A budget reconciliation bill can be passed by a simple majority and cannot be stopped by a filibuster. Congress took a dry run at repeal budget reconciliation legislation in 2015.
Both houses of Congress passed reconciliation legislation that would have repealed the premium tax credits; the small business tax credit; the individual mandate, the employer mandate; the expansion of Medicaid coverage for adults up to 138 percent of the federal poverty level, presumptive eligibility, maintenance of effort, and benchmark plans for Medicaid; and the ACA’s taxes—the medical device tax, insurer fee, “Cadillac” high cost plan tax, and tax increases imposed on the wealthy—most of the provisions that the public identifies as “Obamacare.”
The 2015 legislation would have delayed the end of the premium tax credits until 2018 to allow time for replacement legislation, which was not part of the bill.
The legislation was vetoed by President Obama. Presumably this legislation, already vetted for compliance with reconciliation requirements, could serve as a model for ACA repeal.
Importantly, reconciliation legislation could probably not change the insurance reform provisions of the ACA—the ban on preexisting condition exclusions and health status underwriting, caps on annual and lifetime dollar limits, actuarial value requirements, age underwriting restrictions, as they do not affect revenues and outlays. The continued imposition of these requirements without the financing provided by the ACA could cause serious distortions and damage in insurance markets.
The Affordable Care Act contains hundreds of provisions affecting Medicare, program integrity, the health care workforce, biosimilars, prevention, and other issues unrelated to what most Americans think of as “Obamacare.” Immediate repeal of the ACA and presumably restoring the law that preceded it would likely bring the Medicare program, for example, to a halt until new rules could be written. The ACA is inextricably interwoven into our health care system and is not going away immediately.
A Republican replacement plan could not be implemented overnight, however. Regulations would have to be written and published for comment and mechanisms set up to handle the deductions or credits, particularly if they were provided in advance, as they would have to be. Even a two year delay might not be enough to get a program in place, much less to educate the public as to how it operated.

--------------------------------------------------

◆ TASK PROMPT:
Rewrite the ACA repeal passage from "The Affordable Care" to "going away immediately.", changing "Immediate repeal" to "Sudden repeal". Work only from the ACA repeal passage.

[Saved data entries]
--------------------------------------------------

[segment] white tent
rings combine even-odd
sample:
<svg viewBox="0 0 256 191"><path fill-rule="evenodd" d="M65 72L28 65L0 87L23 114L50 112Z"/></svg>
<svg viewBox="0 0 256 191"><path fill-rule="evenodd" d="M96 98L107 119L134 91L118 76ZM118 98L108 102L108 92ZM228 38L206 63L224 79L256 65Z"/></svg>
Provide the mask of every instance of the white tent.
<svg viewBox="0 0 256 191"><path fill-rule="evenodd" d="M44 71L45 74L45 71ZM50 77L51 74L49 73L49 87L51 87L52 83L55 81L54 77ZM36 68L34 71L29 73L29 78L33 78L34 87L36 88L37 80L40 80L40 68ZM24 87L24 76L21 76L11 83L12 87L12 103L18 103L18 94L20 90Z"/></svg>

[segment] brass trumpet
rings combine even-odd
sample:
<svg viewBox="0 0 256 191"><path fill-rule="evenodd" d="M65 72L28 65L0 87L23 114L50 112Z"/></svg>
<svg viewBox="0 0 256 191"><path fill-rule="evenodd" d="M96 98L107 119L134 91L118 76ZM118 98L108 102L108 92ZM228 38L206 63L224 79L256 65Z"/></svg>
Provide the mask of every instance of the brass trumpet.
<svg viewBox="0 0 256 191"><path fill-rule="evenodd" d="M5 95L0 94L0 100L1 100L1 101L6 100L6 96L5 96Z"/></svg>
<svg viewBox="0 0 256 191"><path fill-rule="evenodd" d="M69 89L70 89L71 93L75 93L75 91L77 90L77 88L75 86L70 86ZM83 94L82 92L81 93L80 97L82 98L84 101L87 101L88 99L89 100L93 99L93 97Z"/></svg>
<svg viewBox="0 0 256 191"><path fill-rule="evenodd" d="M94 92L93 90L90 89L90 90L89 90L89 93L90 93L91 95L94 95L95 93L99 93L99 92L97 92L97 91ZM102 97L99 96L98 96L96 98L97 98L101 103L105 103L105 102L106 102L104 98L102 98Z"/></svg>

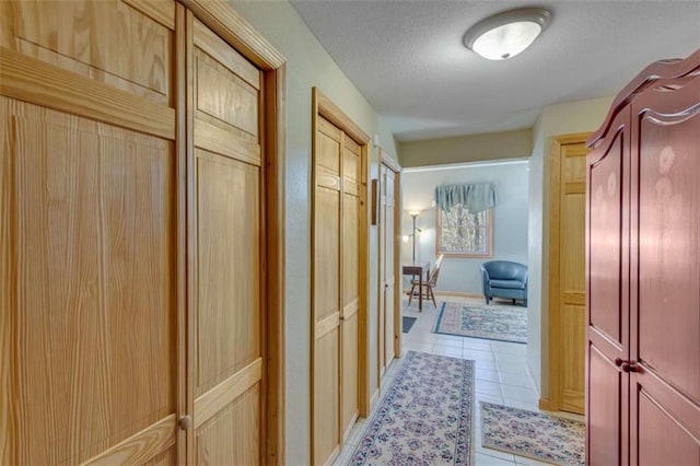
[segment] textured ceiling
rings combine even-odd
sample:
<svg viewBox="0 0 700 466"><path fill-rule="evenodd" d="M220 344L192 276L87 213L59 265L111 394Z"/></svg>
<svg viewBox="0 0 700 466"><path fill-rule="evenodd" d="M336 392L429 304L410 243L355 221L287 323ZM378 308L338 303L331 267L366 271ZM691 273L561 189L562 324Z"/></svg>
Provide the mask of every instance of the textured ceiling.
<svg viewBox="0 0 700 466"><path fill-rule="evenodd" d="M700 47L700 0L292 0L399 141L529 128L541 108L616 94L652 61ZM462 42L516 7L552 14L523 54L489 61Z"/></svg>

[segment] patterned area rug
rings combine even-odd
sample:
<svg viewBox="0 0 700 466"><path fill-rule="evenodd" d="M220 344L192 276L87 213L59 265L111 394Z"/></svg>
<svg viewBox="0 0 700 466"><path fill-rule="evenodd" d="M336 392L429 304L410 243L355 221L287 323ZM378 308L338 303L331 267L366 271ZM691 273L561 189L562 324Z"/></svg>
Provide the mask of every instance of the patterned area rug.
<svg viewBox="0 0 700 466"><path fill-rule="evenodd" d="M474 464L474 361L408 351L351 465Z"/></svg>
<svg viewBox="0 0 700 466"><path fill-rule="evenodd" d="M433 331L526 343L527 308L445 301Z"/></svg>
<svg viewBox="0 0 700 466"><path fill-rule="evenodd" d="M481 401L481 444L558 465L585 464L583 422Z"/></svg>
<svg viewBox="0 0 700 466"><path fill-rule="evenodd" d="M416 321L418 321L418 317L411 317L408 315L401 316L401 330L404 334L411 331L411 327L416 324Z"/></svg>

--------------------------------------------------

◆ RESPONSE AREA:
The Affordable Care Act contains hundreds of provisions affecting Medicare, program integrity, the health care workforce, biosimilars, prevention, and other issues unrelated to what most Americans think of as “Obamacare.” Sudden repeal of the ACA and presumably restoring the law that preceded it would likely bring the Medicare program, for example, to a halt until new rules could be written. The ACA is inextricably interwoven into our health care system and is not going away immediately.